— Start of Data —

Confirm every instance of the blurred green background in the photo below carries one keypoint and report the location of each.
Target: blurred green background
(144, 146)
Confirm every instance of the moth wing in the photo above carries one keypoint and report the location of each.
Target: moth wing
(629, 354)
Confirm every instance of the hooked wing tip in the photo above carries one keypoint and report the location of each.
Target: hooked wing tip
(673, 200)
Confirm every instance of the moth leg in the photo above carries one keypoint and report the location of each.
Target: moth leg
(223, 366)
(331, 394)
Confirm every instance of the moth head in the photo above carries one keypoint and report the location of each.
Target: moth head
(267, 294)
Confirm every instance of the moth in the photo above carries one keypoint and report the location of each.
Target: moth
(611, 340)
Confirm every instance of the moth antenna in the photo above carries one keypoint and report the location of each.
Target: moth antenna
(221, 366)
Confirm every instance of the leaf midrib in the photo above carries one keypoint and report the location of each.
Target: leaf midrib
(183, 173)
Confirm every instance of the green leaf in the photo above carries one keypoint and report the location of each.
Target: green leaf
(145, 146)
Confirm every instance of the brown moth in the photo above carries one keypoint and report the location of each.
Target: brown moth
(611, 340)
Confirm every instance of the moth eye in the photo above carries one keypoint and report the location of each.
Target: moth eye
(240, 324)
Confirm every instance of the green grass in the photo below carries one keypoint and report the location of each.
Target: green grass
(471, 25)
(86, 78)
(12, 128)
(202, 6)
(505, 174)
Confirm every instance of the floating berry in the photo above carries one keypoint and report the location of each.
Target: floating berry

— End of Data —

# Problem to work on:
Convert all of the records above into a JSON list of strings, one string per line, omitting any blank lines.

# Task response:
[
  "Confirm every instance of the blurred green background in the photo below carries one keypoint and report the location of each.",
  "Target: blurred green background",
  "(144, 146)",
  "Confirm every instance of the moth wing in the photo above carries one keypoint and report the location of each.",
  "Target: moth wing",
  "(629, 354)",
  "Confirm every instance of the hooked wing tip in the photo above carries one keypoint and report the location of each.",
  "Target: hooked wing tip",
  "(673, 200)",
  "Confirm every instance of the moth leg in the photo above carries one keypoint and report the location of each.",
  "Target: moth leg",
  "(223, 366)",
  "(331, 394)",
  "Confirm every instance of the moth head in the photo above carries one keypoint and report the location of each.",
  "Target: moth head",
  "(267, 294)",
  "Confirm every instance of the moth in the photo above carries one keypoint and report the location of each.",
  "Target: moth",
  "(611, 340)",
  "Confirm every instance of the moth antenna in the photo above carries one keypoint and report the location of each.",
  "Target: moth antenna",
  "(221, 366)",
  "Confirm every instance of the leaf midrib in the photo above carries one keypoint and report the location of each.",
  "Target: leaf midrib",
  "(183, 173)",
  "Confirm every instance of the green leaf in the photo above carries one keypoint and report the location of each.",
  "Target: green leaf",
  "(145, 146)",
  "Confirm every instance of the brown moth in the photo above carries one keypoint and report the location of each.",
  "Target: brown moth",
  "(611, 340)",
  "Confirm every instance of the moth eye in the photo above carries one keypoint and report the location of each.",
  "Target: moth eye",
  "(240, 324)",
  "Confirm every instance of the green grass in the photo below carries one keypoint and report the location of each.",
  "Target: green grass",
  "(471, 25)",
  "(86, 78)",
  "(12, 128)",
  "(202, 6)",
  "(505, 174)",
  "Confirm every instance of the floating berry in the photo above carries one keypoint and report the location of each.",
  "Target: floating berry"
]